# [MATERIAL SHOWN]
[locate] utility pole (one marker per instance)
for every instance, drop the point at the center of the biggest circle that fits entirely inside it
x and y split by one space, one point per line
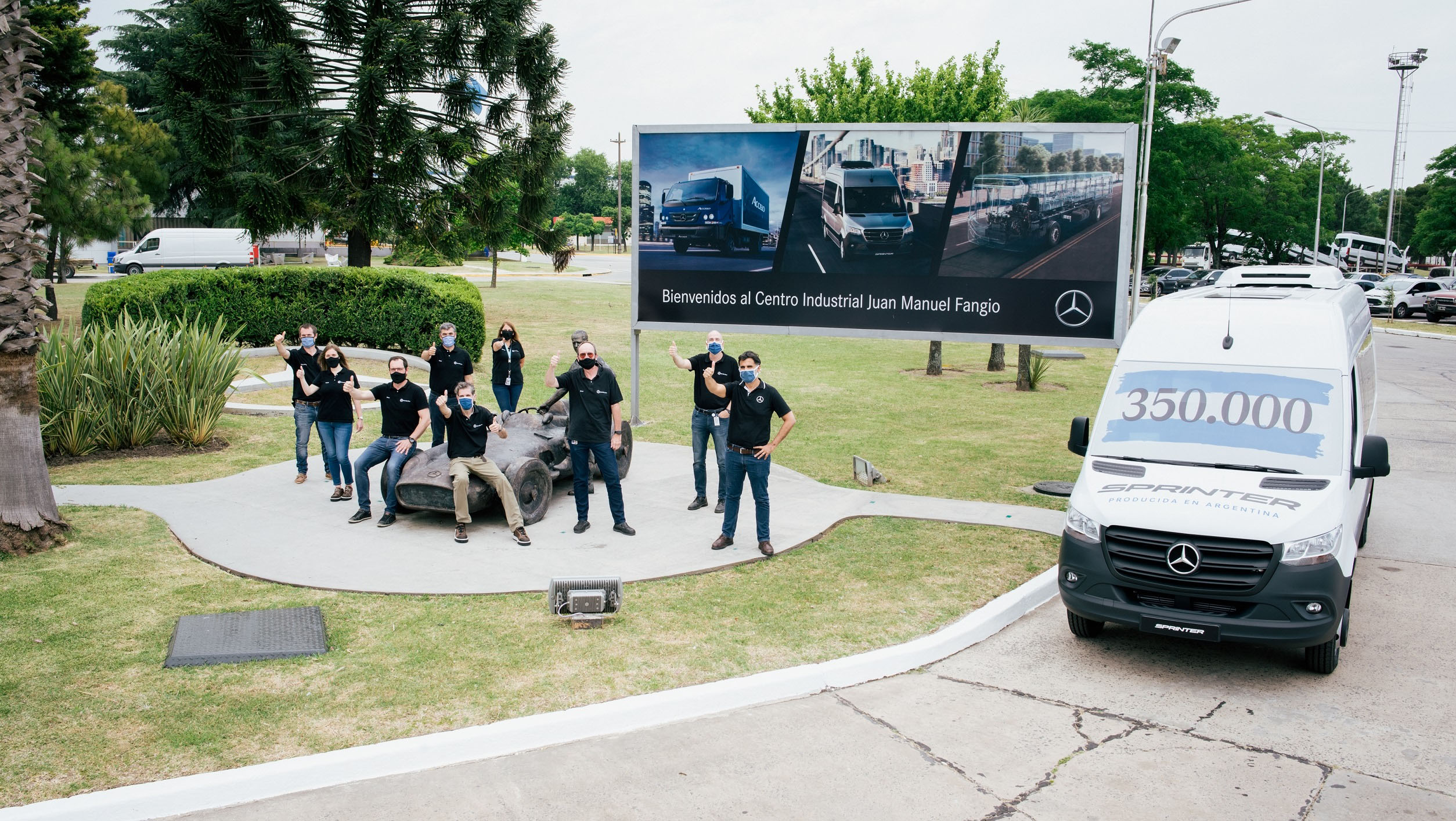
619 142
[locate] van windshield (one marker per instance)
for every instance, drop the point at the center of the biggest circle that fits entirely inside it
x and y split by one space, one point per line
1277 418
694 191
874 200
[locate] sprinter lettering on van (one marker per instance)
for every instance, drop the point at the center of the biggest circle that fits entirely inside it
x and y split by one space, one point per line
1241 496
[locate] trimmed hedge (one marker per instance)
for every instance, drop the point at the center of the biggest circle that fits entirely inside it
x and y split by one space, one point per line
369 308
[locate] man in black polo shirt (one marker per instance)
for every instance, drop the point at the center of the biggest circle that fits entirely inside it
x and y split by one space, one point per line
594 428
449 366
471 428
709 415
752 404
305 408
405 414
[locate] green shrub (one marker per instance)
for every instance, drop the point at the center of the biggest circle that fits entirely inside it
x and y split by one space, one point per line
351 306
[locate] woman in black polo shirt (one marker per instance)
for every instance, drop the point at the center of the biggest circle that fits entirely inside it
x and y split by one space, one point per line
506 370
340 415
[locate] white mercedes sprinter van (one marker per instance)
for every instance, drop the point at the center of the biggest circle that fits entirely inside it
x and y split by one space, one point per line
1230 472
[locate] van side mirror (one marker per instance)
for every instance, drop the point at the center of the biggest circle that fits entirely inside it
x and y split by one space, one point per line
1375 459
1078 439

==

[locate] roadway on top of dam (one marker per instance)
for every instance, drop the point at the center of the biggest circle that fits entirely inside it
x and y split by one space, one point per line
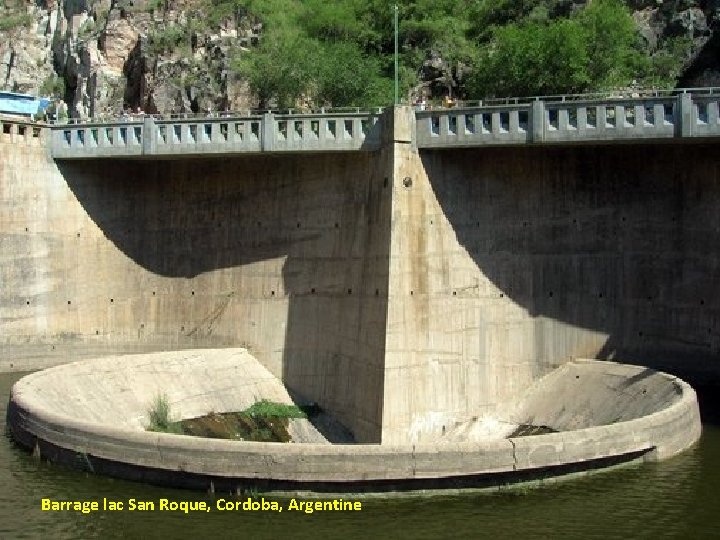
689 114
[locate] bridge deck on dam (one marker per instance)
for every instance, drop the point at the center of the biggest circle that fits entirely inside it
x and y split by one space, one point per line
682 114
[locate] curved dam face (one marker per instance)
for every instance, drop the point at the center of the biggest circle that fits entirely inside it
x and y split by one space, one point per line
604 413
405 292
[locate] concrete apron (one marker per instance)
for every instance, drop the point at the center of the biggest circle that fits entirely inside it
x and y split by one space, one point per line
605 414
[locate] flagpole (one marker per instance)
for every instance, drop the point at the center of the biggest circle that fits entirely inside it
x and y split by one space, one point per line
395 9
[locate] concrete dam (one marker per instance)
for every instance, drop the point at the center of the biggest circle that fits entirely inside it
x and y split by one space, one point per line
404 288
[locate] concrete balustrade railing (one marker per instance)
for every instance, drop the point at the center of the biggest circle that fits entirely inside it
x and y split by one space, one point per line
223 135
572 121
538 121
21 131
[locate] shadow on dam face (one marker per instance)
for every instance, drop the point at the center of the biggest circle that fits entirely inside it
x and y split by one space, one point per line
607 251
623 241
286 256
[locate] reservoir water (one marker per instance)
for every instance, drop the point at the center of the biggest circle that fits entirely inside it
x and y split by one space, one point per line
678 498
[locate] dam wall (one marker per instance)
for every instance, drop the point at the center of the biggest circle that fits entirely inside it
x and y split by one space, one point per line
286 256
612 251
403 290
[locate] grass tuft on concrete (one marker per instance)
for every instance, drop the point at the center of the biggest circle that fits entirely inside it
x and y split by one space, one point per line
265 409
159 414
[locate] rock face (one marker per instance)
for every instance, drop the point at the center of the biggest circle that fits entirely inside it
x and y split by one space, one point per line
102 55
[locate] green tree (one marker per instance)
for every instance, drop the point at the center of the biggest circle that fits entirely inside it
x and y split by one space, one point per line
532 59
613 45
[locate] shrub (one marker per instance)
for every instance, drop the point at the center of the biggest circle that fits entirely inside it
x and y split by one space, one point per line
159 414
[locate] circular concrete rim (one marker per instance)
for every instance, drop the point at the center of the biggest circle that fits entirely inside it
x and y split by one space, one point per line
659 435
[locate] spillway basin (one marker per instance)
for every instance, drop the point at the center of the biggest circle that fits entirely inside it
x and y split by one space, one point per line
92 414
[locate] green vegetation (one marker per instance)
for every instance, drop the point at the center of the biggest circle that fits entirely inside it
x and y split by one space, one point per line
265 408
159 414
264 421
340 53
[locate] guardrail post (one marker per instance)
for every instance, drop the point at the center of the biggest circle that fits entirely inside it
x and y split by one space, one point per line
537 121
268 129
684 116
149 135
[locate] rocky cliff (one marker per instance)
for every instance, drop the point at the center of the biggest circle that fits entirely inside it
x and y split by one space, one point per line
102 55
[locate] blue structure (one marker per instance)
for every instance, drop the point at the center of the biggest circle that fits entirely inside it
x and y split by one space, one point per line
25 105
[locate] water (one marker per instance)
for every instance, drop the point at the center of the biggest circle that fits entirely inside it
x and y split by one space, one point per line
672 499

# [TASK BRIEF]
Return exactly the lines above from the line that has "[locate] circular concrete" through the line that has "[locate] spillway basin", inclusive, and nothing else.

# [OUTPUT FOR THIS EXERCISE]
[locate] circular concrete rim (one marker per instance)
for every instance, drop the point at the center of the biggest circle that fits entirely inside it
x and y split by one space, one point per line
659 435
[locate] spillway basin (one marker per instance)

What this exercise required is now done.